● DATA:

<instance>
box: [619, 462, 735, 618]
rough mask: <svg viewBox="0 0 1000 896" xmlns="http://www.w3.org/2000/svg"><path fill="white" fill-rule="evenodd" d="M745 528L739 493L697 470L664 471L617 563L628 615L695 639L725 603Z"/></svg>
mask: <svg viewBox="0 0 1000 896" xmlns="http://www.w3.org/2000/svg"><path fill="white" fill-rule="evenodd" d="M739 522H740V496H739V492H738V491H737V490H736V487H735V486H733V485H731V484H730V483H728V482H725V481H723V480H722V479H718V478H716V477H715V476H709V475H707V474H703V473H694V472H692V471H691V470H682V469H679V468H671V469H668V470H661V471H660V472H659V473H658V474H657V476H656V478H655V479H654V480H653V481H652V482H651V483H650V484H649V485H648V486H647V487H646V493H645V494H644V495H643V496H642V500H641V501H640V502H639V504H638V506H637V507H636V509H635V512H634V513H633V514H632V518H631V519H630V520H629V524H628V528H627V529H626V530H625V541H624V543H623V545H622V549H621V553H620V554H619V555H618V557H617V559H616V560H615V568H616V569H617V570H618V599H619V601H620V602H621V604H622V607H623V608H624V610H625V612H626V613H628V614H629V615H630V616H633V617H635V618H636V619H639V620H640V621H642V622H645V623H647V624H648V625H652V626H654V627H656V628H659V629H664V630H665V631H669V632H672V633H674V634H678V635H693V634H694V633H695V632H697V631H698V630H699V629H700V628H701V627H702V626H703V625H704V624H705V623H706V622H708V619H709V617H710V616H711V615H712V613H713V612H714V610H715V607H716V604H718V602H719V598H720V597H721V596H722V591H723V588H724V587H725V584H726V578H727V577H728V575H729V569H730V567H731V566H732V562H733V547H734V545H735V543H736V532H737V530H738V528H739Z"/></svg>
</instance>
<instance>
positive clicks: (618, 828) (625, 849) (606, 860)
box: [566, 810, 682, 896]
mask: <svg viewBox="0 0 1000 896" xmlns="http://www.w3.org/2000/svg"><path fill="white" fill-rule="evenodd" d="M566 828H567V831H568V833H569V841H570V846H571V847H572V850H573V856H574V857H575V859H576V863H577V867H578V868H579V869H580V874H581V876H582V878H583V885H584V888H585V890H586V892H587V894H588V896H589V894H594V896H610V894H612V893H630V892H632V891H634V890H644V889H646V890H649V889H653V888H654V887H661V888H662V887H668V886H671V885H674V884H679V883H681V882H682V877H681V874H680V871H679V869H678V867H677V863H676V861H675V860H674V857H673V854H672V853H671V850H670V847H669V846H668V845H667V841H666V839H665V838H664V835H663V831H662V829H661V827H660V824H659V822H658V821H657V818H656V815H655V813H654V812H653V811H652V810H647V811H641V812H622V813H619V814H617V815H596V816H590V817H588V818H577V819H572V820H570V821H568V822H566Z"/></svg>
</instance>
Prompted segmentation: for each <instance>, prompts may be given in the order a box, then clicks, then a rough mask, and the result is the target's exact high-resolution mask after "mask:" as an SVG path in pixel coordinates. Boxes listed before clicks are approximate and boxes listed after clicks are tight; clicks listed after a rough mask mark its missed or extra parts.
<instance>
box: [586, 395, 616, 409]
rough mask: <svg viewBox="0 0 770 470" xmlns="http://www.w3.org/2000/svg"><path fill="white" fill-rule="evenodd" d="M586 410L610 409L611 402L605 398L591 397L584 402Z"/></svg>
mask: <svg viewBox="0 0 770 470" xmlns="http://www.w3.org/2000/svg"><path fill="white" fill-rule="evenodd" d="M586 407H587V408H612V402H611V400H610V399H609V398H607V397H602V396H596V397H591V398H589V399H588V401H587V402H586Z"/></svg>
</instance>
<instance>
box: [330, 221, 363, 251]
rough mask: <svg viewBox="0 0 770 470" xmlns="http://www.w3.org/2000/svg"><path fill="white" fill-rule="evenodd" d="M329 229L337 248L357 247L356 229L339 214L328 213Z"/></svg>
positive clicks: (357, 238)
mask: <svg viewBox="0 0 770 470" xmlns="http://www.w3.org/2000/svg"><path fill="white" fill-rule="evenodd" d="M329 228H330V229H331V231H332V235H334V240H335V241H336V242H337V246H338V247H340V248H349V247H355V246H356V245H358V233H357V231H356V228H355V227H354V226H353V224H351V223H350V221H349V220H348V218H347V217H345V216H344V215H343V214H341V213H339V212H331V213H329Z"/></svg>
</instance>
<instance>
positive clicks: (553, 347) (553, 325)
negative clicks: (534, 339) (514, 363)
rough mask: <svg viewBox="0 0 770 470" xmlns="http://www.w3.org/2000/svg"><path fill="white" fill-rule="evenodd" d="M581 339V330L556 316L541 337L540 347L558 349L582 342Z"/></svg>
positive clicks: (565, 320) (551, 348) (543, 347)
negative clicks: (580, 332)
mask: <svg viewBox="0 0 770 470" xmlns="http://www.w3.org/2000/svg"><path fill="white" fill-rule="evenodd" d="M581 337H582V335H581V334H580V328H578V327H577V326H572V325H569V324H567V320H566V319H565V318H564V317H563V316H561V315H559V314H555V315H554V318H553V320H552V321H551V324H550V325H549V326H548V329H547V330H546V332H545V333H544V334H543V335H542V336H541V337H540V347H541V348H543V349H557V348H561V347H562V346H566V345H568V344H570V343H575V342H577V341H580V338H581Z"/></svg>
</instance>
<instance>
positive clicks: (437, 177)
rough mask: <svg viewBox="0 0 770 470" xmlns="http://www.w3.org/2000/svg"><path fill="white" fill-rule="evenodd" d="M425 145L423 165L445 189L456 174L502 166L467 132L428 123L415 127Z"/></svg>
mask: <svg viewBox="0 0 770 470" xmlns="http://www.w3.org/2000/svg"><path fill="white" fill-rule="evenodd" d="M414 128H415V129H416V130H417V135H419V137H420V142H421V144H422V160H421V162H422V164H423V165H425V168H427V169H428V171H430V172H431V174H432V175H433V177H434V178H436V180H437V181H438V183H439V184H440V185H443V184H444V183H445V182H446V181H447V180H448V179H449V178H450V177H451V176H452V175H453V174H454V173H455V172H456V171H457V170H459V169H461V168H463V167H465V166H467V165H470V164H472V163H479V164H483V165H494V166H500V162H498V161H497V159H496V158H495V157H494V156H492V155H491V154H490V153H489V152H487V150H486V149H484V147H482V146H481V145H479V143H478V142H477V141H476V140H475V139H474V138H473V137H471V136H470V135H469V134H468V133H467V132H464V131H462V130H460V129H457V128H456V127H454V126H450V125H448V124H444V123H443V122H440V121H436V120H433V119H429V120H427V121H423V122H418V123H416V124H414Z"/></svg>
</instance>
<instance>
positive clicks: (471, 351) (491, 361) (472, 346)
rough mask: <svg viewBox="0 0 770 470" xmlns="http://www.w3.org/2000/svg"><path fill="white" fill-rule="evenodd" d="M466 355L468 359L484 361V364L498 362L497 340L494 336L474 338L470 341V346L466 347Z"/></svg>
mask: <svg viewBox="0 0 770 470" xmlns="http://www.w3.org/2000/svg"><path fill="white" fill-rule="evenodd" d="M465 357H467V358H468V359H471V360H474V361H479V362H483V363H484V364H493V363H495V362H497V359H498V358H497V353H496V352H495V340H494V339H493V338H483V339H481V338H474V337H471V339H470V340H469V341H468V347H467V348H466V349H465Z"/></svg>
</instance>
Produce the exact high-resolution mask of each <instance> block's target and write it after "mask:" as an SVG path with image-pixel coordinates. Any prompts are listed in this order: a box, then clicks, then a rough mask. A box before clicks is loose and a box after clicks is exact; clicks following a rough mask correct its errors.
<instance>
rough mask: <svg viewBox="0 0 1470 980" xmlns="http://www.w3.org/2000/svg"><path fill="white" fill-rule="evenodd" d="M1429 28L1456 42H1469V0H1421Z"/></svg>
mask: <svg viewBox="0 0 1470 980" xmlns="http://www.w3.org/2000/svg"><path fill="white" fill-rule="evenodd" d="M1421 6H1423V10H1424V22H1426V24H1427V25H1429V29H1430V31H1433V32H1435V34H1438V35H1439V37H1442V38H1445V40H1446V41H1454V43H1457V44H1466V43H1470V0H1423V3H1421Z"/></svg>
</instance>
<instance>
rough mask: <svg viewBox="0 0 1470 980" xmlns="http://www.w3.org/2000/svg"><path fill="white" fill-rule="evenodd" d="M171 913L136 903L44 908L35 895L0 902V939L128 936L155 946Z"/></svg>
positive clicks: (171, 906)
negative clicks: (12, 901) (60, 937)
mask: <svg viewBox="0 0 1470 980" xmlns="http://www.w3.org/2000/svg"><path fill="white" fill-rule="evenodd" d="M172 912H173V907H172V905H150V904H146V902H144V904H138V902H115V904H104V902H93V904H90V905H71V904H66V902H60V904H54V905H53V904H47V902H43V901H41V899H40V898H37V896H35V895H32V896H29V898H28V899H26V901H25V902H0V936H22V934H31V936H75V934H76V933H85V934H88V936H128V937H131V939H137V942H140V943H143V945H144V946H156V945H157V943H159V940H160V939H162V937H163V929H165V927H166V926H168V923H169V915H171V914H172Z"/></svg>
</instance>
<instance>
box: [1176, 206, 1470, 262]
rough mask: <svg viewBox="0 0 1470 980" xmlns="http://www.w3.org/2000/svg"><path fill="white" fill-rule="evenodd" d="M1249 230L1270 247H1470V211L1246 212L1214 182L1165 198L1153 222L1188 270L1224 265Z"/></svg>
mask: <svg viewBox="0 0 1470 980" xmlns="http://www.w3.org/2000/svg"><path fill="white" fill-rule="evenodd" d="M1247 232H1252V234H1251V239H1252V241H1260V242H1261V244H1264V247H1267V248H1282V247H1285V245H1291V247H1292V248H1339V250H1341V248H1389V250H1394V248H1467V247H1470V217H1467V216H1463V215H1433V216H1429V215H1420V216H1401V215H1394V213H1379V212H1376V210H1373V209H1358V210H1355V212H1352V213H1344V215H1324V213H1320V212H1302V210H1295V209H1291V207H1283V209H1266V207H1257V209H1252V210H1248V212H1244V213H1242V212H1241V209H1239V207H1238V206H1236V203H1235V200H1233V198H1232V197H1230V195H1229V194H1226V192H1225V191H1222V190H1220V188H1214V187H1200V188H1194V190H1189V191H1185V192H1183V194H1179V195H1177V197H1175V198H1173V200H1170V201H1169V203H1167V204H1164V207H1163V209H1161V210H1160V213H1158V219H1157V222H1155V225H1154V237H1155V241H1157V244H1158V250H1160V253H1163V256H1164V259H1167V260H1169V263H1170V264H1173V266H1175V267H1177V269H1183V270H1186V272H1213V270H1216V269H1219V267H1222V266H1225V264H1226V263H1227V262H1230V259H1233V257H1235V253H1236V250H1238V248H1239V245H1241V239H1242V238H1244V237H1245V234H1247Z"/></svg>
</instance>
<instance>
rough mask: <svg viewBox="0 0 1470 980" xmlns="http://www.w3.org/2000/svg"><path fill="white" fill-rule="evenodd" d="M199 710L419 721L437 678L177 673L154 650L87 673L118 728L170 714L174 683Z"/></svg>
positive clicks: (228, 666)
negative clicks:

● EXERCISE DESCRIPTION: Set the lines down exactly, from the first line of the records to the line where "positive clicks: (618, 828)" appears, with both ends kept.

● REPLY:
<instance>
box: [619, 462, 735, 618]
rough mask: <svg viewBox="0 0 1000 896" xmlns="http://www.w3.org/2000/svg"><path fill="white" fill-rule="evenodd" d="M745 528L739 493L697 470L664 471L617 563L628 615L695 639L725 603Z"/></svg>
mask: <svg viewBox="0 0 1000 896" xmlns="http://www.w3.org/2000/svg"><path fill="white" fill-rule="evenodd" d="M739 522H740V496H739V492H738V491H737V490H736V487H735V486H733V485H731V484H730V483H728V482H725V481H723V480H722V479H718V478H716V477H715V476H709V475H707V474H703V473H694V472H692V471H691V470H682V469H679V468H671V469H668V470H661V471H660V472H659V473H658V474H657V476H656V478H655V479H654V480H653V481H652V482H651V483H650V484H649V485H648V486H647V487H646V493H645V494H644V495H643V496H642V500H641V501H640V502H639V504H638V506H637V507H636V509H635V512H634V513H633V514H632V518H631V519H630V520H629V524H628V528H627V529H626V530H625V541H624V543H623V545H622V549H621V553H620V554H619V555H618V557H617V559H616V560H615V568H616V569H617V570H618V599H619V601H620V602H621V604H622V607H623V608H624V610H625V612H626V613H628V614H629V615H630V616H633V617H635V618H636V619H639V620H640V621H642V622H645V623H647V624H648V625H652V626H654V627H656V628H659V629H664V630H665V631H669V632H672V633H674V634H678V635H693V634H694V633H695V632H697V631H698V630H699V629H700V628H701V627H702V626H703V625H704V624H705V623H706V622H708V619H709V617H710V616H711V615H712V613H713V612H714V610H715V607H716V604H718V602H719V598H720V597H721V596H722V591H723V588H724V587H725V584H726V578H727V577H728V575H729V569H730V567H731V566H732V562H733V547H734V545H735V543H736V532H737V530H738V528H739Z"/></svg>
</instance>
<instance>
positive clicks: (618, 828) (625, 849) (606, 860)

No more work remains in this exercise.